**Raw data:**
* Begin *

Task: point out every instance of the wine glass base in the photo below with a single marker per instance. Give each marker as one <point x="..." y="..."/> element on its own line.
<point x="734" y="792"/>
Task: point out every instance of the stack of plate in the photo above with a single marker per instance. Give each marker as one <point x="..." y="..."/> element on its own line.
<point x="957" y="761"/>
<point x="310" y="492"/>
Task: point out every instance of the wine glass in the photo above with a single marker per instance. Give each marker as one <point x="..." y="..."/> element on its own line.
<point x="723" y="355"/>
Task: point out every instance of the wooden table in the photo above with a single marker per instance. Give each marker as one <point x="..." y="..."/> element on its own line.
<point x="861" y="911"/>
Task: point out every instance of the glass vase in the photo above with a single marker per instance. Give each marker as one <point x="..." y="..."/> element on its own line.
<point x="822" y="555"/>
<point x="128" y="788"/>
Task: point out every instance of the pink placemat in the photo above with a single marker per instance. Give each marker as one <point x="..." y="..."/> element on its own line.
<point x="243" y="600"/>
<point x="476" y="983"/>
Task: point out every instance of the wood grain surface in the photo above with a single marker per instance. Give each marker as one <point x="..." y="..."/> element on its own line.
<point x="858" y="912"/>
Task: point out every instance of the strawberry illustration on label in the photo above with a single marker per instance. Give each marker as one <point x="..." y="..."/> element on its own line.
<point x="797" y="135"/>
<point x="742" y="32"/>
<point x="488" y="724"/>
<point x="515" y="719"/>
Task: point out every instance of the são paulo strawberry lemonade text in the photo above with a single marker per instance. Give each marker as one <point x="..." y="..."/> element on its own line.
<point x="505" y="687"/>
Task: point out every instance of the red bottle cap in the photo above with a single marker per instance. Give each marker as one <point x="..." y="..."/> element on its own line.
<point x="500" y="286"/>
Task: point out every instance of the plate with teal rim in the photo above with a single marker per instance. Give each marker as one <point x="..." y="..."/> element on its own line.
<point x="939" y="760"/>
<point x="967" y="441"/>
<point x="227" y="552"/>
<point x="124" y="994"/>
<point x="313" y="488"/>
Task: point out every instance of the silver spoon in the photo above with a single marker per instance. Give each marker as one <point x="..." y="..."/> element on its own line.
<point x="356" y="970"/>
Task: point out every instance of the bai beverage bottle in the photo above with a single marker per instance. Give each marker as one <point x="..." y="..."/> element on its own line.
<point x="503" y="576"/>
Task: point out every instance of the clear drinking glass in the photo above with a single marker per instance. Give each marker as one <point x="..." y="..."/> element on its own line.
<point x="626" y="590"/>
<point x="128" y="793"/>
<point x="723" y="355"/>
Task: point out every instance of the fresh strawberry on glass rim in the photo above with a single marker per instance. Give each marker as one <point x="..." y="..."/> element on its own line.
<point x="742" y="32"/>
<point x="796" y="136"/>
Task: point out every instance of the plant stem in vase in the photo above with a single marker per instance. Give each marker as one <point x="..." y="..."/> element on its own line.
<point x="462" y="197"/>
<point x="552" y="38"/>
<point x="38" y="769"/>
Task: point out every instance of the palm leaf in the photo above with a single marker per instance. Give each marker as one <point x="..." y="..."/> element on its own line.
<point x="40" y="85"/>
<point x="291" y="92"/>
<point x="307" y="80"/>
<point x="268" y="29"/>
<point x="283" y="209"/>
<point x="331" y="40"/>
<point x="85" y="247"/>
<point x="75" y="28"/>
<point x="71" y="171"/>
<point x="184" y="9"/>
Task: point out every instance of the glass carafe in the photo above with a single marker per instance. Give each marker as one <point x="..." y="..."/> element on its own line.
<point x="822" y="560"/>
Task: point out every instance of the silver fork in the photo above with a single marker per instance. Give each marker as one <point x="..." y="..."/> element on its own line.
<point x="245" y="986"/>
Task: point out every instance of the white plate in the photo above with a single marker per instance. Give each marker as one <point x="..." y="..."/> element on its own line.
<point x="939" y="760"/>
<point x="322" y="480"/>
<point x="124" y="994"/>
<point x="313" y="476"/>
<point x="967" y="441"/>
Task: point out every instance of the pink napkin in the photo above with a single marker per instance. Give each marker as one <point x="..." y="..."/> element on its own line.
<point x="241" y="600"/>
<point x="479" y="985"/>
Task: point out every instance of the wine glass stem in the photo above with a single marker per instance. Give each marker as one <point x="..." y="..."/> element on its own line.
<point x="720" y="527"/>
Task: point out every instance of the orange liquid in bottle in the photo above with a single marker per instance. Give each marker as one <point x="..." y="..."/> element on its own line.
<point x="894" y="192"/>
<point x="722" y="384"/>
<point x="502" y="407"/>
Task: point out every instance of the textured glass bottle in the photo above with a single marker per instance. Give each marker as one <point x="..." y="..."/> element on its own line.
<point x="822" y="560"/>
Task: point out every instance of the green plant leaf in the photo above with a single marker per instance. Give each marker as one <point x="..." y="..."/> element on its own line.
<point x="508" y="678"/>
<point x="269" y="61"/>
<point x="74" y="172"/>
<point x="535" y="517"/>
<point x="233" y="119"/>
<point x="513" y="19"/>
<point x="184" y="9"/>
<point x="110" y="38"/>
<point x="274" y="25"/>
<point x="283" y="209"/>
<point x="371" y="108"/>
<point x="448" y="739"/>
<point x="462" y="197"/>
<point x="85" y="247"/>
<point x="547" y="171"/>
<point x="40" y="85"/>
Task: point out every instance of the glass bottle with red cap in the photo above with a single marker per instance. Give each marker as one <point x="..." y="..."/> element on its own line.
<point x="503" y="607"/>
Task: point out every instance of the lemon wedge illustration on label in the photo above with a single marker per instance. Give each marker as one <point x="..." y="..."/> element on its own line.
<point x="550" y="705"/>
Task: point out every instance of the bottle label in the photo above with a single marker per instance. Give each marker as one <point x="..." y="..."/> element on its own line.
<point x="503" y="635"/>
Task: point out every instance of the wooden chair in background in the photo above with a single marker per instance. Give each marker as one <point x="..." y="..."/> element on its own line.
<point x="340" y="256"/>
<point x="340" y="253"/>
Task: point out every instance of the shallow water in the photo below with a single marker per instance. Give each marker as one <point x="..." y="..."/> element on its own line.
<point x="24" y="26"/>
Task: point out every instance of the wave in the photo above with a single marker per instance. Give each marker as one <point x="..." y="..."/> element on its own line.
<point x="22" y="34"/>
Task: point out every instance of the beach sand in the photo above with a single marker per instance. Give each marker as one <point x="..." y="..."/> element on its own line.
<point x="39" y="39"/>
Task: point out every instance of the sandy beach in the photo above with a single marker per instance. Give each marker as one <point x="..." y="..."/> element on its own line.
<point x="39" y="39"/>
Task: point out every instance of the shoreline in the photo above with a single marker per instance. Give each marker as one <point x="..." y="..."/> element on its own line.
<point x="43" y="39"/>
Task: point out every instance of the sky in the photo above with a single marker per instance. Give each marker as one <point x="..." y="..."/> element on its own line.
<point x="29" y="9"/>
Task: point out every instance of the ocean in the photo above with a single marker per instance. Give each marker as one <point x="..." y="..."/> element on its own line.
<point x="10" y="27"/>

* End *

**Request:** Reproduce all the records precisely.

**Result of this task:**
Task: point out every instance of the wine glass base in the photo below with a single marker per instance. Give each marker as one <point x="..." y="..."/> element on its own line.
<point x="734" y="792"/>
Task: point out every instance of the stack of plate in the photo above with a single marker per instance. Give each marker as one <point x="..." y="..."/> element on its own line.
<point x="957" y="761"/>
<point x="310" y="492"/>
Task: point out every instance of the wine glass in the photo above with a single marker per instance. Give each marker as one <point x="..." y="..."/> element on its own line.
<point x="723" y="355"/>
Task: point out every instance of the wooden table in the photo above with a single marker per instance. Give each marker as one <point x="..." y="..."/> element on its own line.
<point x="861" y="911"/>
Task: point out every instance of the glass vase in the photo above with a single marker per instance. Give each marker as one <point x="..." y="..."/> element on its own line.
<point x="822" y="555"/>
<point x="128" y="788"/>
Task: point out every instance of the pink placemat in the photo above with a single marker per instance. Give each marker as one <point x="..." y="..."/> element on its own line.
<point x="243" y="600"/>
<point x="476" y="983"/>
Task: point out every instance of the wood grain surface in the photo above with a single marker per instance. Give each marker as one <point x="..." y="..."/> element on its own line.
<point x="858" y="912"/>
Task: point out every instance of the strawberry illustration on label in the photo above with a single marker per instance. Give each marker as one <point x="..." y="..."/> element on its own line.
<point x="797" y="135"/>
<point x="742" y="32"/>
<point x="488" y="724"/>
<point x="515" y="719"/>
Task: point out every instance of the são paulo strawberry lemonade text in the photo above with a single marker per instance. Give each marker as one <point x="..." y="..."/> element on its own line.
<point x="505" y="687"/>
Task: point out every instance of the red bottle cap in the photo above with a single marker per instance. Give each marker as one <point x="..." y="..."/> element on its own line.
<point x="500" y="286"/>
Task: point out every instance of the plate with teal rim in the photo above with a single marker per instance. Give each marker as one <point x="..." y="..."/> element on its own line.
<point x="939" y="760"/>
<point x="967" y="441"/>
<point x="227" y="552"/>
<point x="124" y="994"/>
<point x="313" y="488"/>
Task: point out every instance of the silver spoon in the photo above with a single marker per instance. Give each marker as one <point x="..." y="..."/> element on its own line.
<point x="356" y="970"/>
Task: point out every instance of the bai beverage bottle in the photo above with a single marker per instance. Give each marker as one <point x="..." y="..."/> element on its own line.
<point x="503" y="576"/>
Task: point out every instance of the clear drinking glass in the photo above with a single marker per instance. Give each marker as one <point x="..." y="..."/> element on its own line.
<point x="626" y="590"/>
<point x="128" y="793"/>
<point x="723" y="355"/>
Task: point out every instance of the fresh strawberry on glass rim in the photo above with a single marker per instance. Give each marker as one <point x="..." y="..."/> element on its own line.
<point x="742" y="32"/>
<point x="796" y="136"/>
Task: point out every instance of the plant stem in vase in the photo above with a single marker per instance. Give each marker as one <point x="..." y="..."/> element on its own line.
<point x="462" y="197"/>
<point x="552" y="38"/>
<point x="38" y="769"/>
Task: point out every instance of the palm leaf in the photo above with a single marker per instance. Give each marker as one <point x="..." y="..."/> element on its own line.
<point x="40" y="85"/>
<point x="291" y="92"/>
<point x="307" y="80"/>
<point x="268" y="29"/>
<point x="283" y="209"/>
<point x="331" y="40"/>
<point x="85" y="247"/>
<point x="75" y="28"/>
<point x="71" y="171"/>
<point x="184" y="9"/>
Task: point out every instance of the glass carafe in the photo above with a single marker per instance. Give each marker as one <point x="..." y="..."/> element on its own line.
<point x="822" y="560"/>
Task: point out every instance of the silver fork in the photo above with a single marker per instance. Give each marker as one <point x="..." y="..."/> element on its own line.
<point x="245" y="986"/>
Task: point out every instance of the white plate in the photo above with a single marker per instance. Give each marker as one <point x="..." y="..."/> element on its own line.
<point x="939" y="760"/>
<point x="322" y="480"/>
<point x="124" y="994"/>
<point x="313" y="476"/>
<point x="967" y="441"/>
Task: point out every instance of the pink napkin in the photo above with a single marker per instance. Give each marker as one <point x="..." y="..."/> element on its own line.
<point x="241" y="600"/>
<point x="479" y="985"/>
Task: point out every instance of the wine glass stem in the photo above with a single marker per instance. Give each marker as one <point x="..." y="..."/> element on its own line.
<point x="720" y="527"/>
Task: point out every instance of the orange liquid in bottle in the photo above with a single marker per instance. Give each marker as one <point x="..." y="..."/> element on its own line.
<point x="894" y="192"/>
<point x="722" y="384"/>
<point x="502" y="407"/>
Task: point out every instance of the textured glass bottle in the photo above with a single marker per instance. Give each marker as one <point x="..." y="..."/> element on its own line.
<point x="822" y="560"/>
Task: point out every instance of the green plant leaf in the photo above with a single marker per instance. Give each marker as one <point x="..." y="..."/> element on its own line.
<point x="508" y="678"/>
<point x="269" y="61"/>
<point x="74" y="172"/>
<point x="535" y="517"/>
<point x="233" y="119"/>
<point x="513" y="19"/>
<point x="184" y="9"/>
<point x="110" y="38"/>
<point x="274" y="25"/>
<point x="283" y="209"/>
<point x="371" y="108"/>
<point x="448" y="739"/>
<point x="462" y="197"/>
<point x="85" y="247"/>
<point x="547" y="171"/>
<point x="40" y="85"/>
Task: point out every instance of the glass bottle with red cap in the photo above with a single marker per instance. Give each marker as one <point x="..." y="..."/> element on its own line.
<point x="503" y="607"/>
Task: point out every instance of the lemon wedge illustration on label in the photo above with a single marker per instance. Give each marker as one <point x="..." y="..."/> element on its own line.
<point x="550" y="705"/>
Task: point out every instance of the bottle label in the photo above with a single marker per instance. Give each marker as one <point x="..." y="..."/> element on its own line.
<point x="503" y="635"/>
Task: point out every instance of the wooden chair in background in the photo above with a single marker per instance. Give each marker as one <point x="..." y="..."/> element on its own line.
<point x="340" y="256"/>
<point x="340" y="253"/>
Task: point out every instance of the shallow water in the photo below with a single marker per instance. Give each marker as one <point x="..." y="..."/> element on its own line.
<point x="24" y="26"/>
Task: point out every instance of the wave in the photo above with a single marker per instance. Give each marker as one <point x="..." y="..."/> element on its own line.
<point x="22" y="34"/>
Task: point out every instance of the beach sand in the photo above with a single marker per instance. Give each marker as one <point x="..." y="..."/> element on its own line.
<point x="39" y="39"/>
Task: point out every instance of the sandy beach in the photo above with a single marker per instance. Give each marker as one <point x="..." y="..."/> element on its own line.
<point x="39" y="39"/>
Task: point out every instance of the shoreline in the photo above with a single marker per instance. Give each marker as one <point x="..." y="..."/> element on its own line.
<point x="43" y="39"/>
Task: point out every instance of the sky in the photo above with a single marker per instance. Give each marker as one <point x="..." y="..."/> element on its own line.
<point x="29" y="9"/>
Task: point out every instance of the ocean in the photo above with a single marker per instance. Give each marker as one <point x="..." y="..."/> element on its own line.
<point x="10" y="27"/>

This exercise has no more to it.